_Your objective_: Please convert the records below into a two-column CSV with the headers instruction and reply, one row per record: the record's text under instruction and its answer under reply, each field in double quotes with line breaks replaced by spaces. Leave the pictures out.

++++++

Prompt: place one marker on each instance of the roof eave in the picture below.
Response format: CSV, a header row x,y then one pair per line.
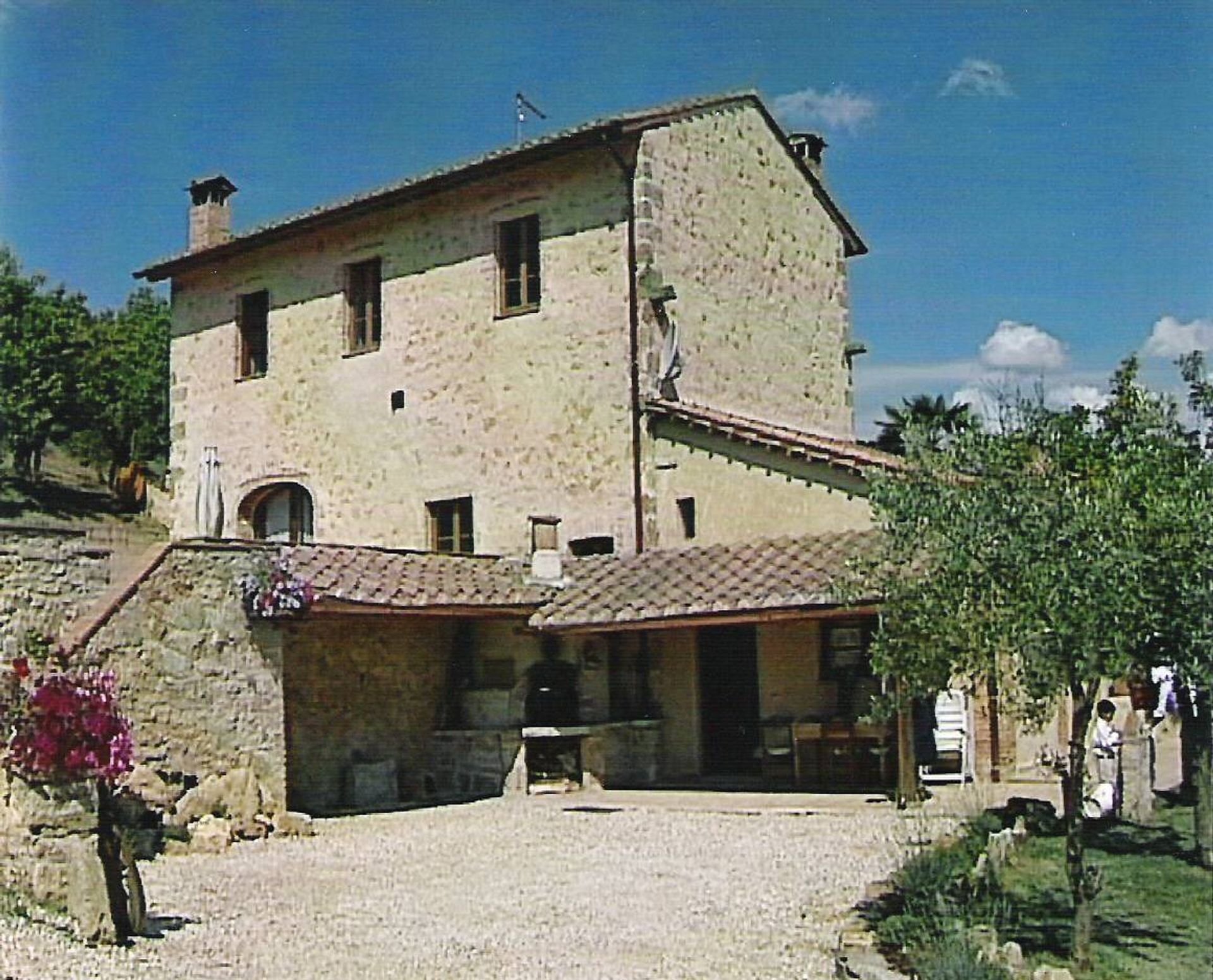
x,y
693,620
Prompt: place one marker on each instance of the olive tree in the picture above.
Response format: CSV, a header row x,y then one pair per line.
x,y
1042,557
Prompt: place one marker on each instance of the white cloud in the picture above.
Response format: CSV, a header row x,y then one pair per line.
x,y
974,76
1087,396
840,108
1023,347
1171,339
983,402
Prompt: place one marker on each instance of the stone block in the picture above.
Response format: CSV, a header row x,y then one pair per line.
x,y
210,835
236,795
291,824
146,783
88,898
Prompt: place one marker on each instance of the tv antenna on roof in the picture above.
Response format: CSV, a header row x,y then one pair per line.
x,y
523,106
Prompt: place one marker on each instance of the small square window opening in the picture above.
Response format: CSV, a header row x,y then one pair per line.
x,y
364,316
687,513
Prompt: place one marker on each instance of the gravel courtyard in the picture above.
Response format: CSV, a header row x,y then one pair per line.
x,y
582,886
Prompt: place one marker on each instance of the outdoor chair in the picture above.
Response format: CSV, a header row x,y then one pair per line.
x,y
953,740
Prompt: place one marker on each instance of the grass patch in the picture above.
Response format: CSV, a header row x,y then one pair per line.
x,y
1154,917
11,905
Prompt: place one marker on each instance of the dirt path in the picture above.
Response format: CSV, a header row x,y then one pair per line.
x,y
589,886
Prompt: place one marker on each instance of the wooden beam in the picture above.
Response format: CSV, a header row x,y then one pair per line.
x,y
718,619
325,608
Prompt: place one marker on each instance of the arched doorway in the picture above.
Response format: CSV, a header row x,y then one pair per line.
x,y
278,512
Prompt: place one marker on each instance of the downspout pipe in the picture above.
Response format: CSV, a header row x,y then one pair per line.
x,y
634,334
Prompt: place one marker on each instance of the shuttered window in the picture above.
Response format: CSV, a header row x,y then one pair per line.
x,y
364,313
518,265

++++++

_Completed task_:
instruction,reply
"Prompt: place one marker on each instance of the roof eave in the picture below. Response format: CSV, a header row x,y then one pair per line.","x,y 693,620"
"Prompt: place one marker on each instance of the olive tree in the picture above. Response format: CSV, a header row x,y then one pair per line.","x,y 1042,557"
"Prompt: place one marker on each instance of the white cloud in the picture above. Response format: CSV, a header row x,y then one pair per line.","x,y 974,76 1087,396 840,108 1023,347 1171,339 983,402"
"Prompt: place one marker on each instance of the stone block in the picture above. Response format: CSV, a header row x,y then one pair per line.","x,y 210,835 236,795 291,824 146,783 88,898"
"Prompt: place one marker on each instance of the tv antenna on roof in the picture above. Response format: CSV, a header row x,y then one pair per line.","x,y 523,106"
"Prompt: place one marker on each instance of the small square window opening in the picture above. Response format: CSV, a header row x,y then one pair per line.","x,y 364,316 687,513"
"Prompt: place one marker on each instance of the gravel courtyard in the picture above. Response format: CSV, a header row x,y then one pair per line.","x,y 582,886"
"Prompt: place one marker on each instance of the outdoor chair in the picture above. Response format: CSV, a header row x,y then one pair per line.","x,y 953,740"
"Prompt: place one marker on each instance of the grass patch in the picture above. Response format: CSV, a header row x,y then one pair per line.","x,y 1154,917 11,905"
"Prompt: place one marker on each instance of the dirt path in the picture above. Response format: CSV, a header row x,y then one pair per line.","x,y 589,886"
"Prompt: place one marker on each instance of the wooden beam in the picture above. Response format: CSV, a header row x,y then one pair per line.","x,y 718,619 325,608"
"Prompt: place one marker on each instance of the arched doorway in the picture above. Response format: CSV, a header row x,y then one pair per line.","x,y 278,512"
"Prompt: place one marker on each instance of the downspout pipe in the picture above. Response format: CSV, a header row x,y then one pair per line.","x,y 634,334"
"Prompt: place one marker on each instance of the shuttered window in the picture above. Response format: CSV, a header row x,y then one pair per line.","x,y 364,313 518,265"